REQUIRED ACTION: Only lines with the string "edges" matter here; gather them from the material below.

RECORD EXCERPTS:
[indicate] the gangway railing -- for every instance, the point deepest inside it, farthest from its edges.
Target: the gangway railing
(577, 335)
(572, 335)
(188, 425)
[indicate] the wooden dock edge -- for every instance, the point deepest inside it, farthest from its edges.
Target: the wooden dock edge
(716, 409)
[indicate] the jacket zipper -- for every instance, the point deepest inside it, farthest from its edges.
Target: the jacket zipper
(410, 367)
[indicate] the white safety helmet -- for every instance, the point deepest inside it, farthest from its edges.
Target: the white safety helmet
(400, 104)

SOLUTION TO THE PROBLEM:
[indicate] the gangway railing -- for every instance, the point deepest inside it, farthest from its edges.
[indicate] the wooden dock edge -- for every instance, the point deepest inside it, farthest from its edges.
[indicate] the jacket zipper -- for every instance, the point deepest inside it, farthest from its edges.
[indicate] the white safety helmet -- for every instance, the point deepest inside it, farthest from its edges.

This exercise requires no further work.